**AIM:** Format everything from the line containing "Task: place one keypoint per instance of the woman's lips" down to the line containing "(196, 1235)", both included, as a numbered list, omitting any blank lines.

**DATASET EXCERPTS:**
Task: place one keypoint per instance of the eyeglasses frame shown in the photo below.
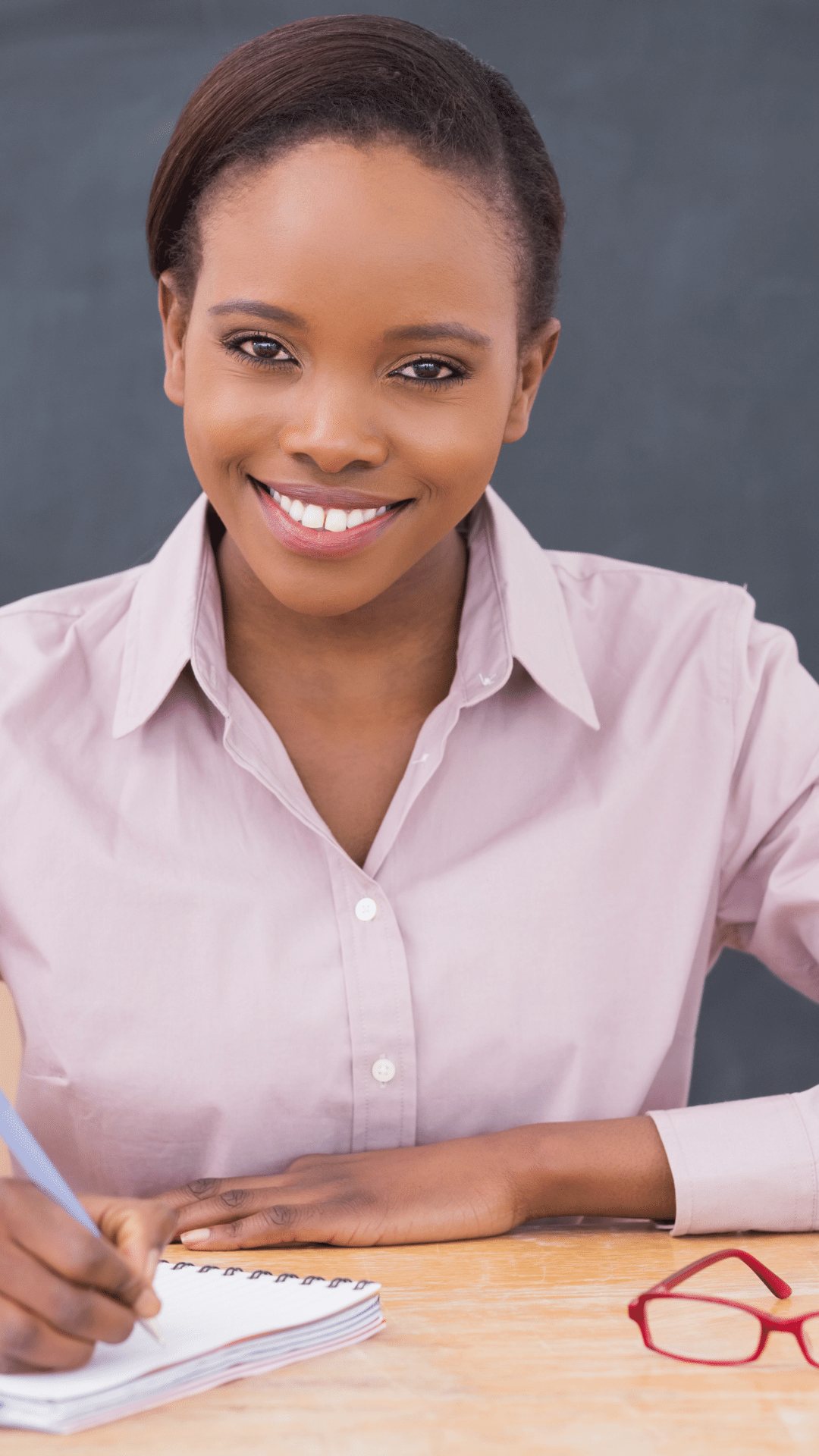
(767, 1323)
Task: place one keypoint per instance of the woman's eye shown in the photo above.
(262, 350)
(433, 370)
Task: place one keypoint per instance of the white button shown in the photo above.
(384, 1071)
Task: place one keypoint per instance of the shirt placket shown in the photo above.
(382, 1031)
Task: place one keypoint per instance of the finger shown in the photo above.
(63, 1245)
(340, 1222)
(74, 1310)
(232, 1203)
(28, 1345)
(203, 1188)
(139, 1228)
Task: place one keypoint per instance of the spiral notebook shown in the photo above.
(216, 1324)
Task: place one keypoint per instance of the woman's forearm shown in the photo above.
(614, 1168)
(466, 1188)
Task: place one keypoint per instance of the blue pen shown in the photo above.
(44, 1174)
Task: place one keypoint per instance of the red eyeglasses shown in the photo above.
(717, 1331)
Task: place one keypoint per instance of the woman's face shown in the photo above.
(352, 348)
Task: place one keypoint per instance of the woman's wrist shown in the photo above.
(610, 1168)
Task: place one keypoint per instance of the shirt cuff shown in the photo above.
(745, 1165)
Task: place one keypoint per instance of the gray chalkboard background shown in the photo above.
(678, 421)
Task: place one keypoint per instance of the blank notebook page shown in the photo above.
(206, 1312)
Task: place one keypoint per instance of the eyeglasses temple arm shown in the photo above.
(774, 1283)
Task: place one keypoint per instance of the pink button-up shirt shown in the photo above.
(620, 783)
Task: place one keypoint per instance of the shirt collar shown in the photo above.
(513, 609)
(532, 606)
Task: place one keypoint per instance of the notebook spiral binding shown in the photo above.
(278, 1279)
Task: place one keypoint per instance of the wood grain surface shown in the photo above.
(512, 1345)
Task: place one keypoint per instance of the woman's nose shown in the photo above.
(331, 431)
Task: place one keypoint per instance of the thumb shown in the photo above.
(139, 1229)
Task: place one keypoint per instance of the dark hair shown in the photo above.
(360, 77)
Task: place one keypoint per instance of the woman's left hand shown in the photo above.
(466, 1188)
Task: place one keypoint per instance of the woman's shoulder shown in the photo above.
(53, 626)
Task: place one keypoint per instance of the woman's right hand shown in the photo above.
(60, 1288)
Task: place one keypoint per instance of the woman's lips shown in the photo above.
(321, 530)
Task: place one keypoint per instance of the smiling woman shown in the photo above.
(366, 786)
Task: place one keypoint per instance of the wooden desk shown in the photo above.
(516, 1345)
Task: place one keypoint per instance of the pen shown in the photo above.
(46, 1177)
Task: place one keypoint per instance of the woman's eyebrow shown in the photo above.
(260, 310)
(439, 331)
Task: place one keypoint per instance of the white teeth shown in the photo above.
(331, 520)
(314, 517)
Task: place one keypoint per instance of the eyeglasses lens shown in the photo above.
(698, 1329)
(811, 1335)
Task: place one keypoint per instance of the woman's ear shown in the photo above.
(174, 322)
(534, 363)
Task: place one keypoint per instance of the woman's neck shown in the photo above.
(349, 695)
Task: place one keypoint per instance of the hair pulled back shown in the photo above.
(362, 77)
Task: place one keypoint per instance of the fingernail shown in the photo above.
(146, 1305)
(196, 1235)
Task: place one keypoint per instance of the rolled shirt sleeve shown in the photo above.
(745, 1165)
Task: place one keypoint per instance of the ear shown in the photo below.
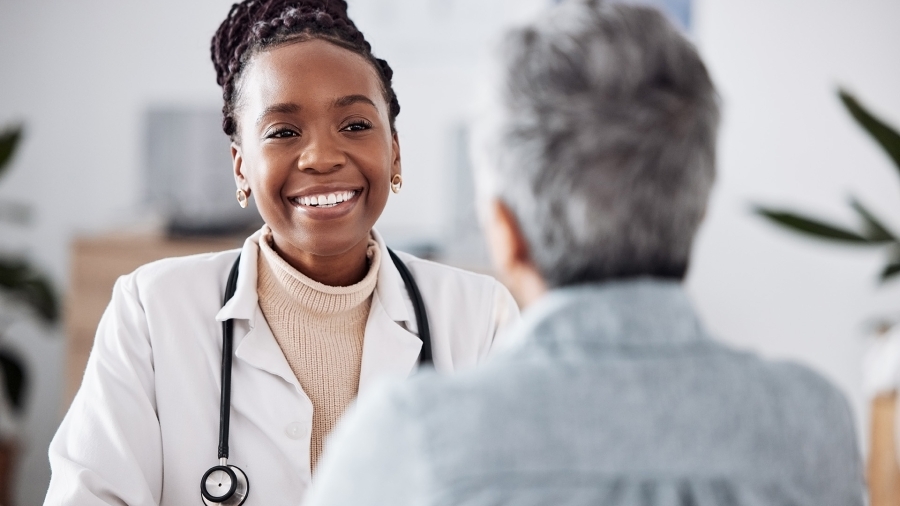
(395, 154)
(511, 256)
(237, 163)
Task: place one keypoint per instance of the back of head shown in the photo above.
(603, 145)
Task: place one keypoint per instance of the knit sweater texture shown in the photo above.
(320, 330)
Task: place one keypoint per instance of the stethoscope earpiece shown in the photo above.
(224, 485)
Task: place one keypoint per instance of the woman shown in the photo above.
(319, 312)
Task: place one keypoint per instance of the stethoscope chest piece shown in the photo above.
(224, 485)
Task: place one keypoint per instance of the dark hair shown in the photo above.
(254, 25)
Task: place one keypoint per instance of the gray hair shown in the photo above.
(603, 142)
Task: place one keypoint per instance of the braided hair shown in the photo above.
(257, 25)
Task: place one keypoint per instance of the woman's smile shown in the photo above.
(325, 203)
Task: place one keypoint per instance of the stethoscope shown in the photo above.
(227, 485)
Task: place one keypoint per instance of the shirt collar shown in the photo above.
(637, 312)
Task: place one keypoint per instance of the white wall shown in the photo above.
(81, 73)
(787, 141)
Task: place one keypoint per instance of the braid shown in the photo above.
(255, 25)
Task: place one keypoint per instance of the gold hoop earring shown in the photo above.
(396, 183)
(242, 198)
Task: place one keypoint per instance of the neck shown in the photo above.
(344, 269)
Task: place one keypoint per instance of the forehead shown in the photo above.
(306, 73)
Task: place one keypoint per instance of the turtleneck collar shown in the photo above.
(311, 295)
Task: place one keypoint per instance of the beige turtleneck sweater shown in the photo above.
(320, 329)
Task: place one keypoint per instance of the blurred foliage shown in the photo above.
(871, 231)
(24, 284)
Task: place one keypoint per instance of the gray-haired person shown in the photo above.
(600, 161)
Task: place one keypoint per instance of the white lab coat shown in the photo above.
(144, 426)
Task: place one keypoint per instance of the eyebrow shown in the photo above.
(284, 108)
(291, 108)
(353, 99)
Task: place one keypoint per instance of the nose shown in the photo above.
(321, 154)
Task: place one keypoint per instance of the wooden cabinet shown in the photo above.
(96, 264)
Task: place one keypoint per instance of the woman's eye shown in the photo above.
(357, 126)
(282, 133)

==

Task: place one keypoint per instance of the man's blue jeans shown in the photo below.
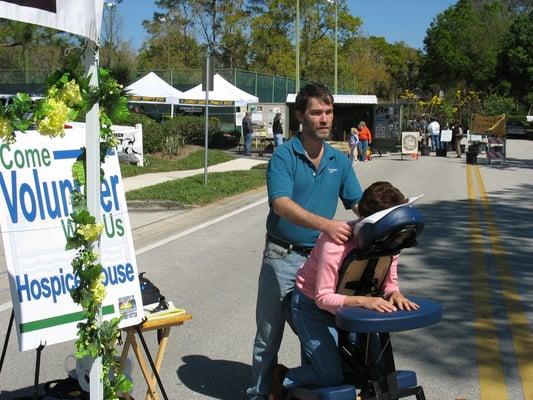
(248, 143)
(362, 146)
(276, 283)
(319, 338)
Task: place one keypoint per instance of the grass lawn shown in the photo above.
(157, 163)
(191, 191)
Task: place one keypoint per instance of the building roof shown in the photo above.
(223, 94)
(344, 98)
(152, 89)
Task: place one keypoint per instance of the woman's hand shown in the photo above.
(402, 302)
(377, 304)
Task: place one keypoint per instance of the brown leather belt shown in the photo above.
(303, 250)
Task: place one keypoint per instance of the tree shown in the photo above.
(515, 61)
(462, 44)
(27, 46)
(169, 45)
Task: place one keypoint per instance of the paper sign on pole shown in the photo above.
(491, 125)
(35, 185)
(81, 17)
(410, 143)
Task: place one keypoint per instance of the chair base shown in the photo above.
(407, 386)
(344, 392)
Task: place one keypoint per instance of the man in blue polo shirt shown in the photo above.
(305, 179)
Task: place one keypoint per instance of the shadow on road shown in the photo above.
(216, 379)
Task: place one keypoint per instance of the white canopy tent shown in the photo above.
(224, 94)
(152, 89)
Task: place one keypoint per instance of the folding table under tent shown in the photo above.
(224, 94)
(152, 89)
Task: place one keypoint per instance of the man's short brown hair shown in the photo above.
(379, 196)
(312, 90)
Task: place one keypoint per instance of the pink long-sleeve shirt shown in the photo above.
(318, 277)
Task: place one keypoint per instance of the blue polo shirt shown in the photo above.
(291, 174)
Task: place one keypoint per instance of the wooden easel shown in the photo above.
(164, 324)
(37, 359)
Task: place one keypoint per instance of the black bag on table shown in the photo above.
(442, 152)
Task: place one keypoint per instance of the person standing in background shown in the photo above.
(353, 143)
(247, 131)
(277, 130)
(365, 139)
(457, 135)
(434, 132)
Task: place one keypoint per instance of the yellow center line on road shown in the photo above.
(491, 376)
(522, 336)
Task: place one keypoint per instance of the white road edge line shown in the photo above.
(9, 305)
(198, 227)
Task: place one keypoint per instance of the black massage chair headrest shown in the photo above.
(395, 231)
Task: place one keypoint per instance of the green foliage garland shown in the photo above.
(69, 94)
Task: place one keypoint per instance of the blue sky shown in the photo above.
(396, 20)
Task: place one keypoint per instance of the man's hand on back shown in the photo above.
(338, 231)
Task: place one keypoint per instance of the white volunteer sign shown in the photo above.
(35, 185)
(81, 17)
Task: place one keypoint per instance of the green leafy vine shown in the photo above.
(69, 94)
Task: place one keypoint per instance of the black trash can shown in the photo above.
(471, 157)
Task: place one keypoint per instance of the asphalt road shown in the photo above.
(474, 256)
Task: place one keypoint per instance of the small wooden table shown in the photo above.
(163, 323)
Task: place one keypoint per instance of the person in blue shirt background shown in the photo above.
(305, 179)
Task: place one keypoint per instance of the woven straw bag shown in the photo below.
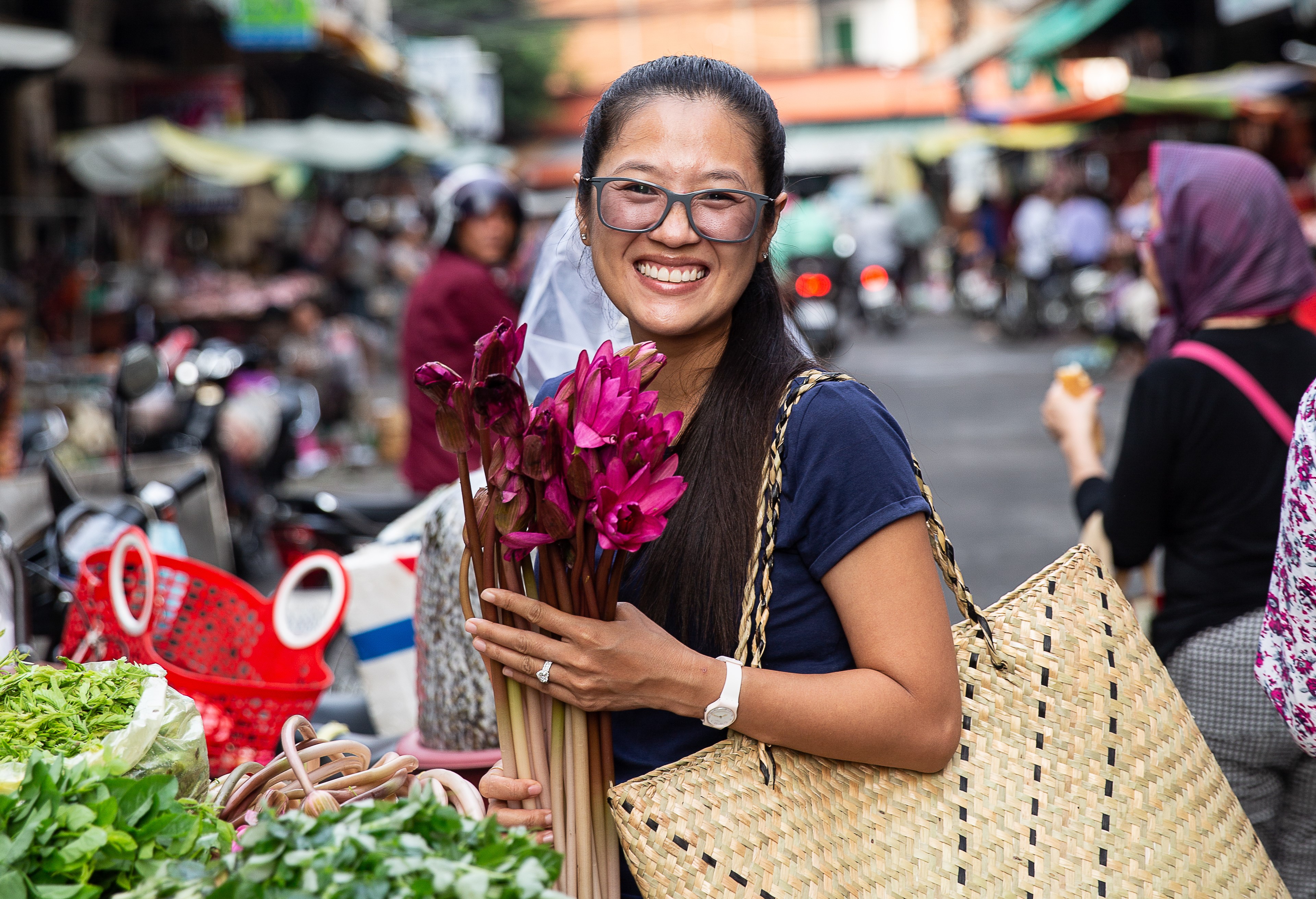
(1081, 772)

**REPLY:**
1. Task: place one keypoint per instance of the woman's lips shown in the photo above.
2. (321, 530)
3. Task: place one keypoint per instance of the smiling woman shown in the photo above.
4. (366, 786)
5. Task: place one keypoint per instance of the wooden desk shown in the photo above.
6. (516, 1345)
7. Task: place one keypoint per instance of the pen shown in the photo above.
8. (46, 1177)
9. Task: place one keypoint per instance of the woman's eyebrow shown in the photo above.
10. (260, 310)
11. (439, 331)
12. Task: place one keypoint per instance of the white teeth shown in the photo above.
13. (331, 520)
14. (314, 517)
15. Task: place one keypoint per instance of the eyeglasses lens shown in the photo above.
16. (698, 1329)
17. (811, 1335)
18. Task: place one keypoint per instance of the woman's ear shown in the photo above.
19. (174, 322)
20. (534, 363)
21. Task: place one keypoint per instance of the woman's neck shown in the photo above.
22. (349, 695)
23. Task: place one keypoint per instance of the hair pulled back shown in the photo above.
24. (362, 77)
25. Task: place one keypoint per instance of the fingernail shown in the photo above.
26. (146, 1305)
27. (196, 1235)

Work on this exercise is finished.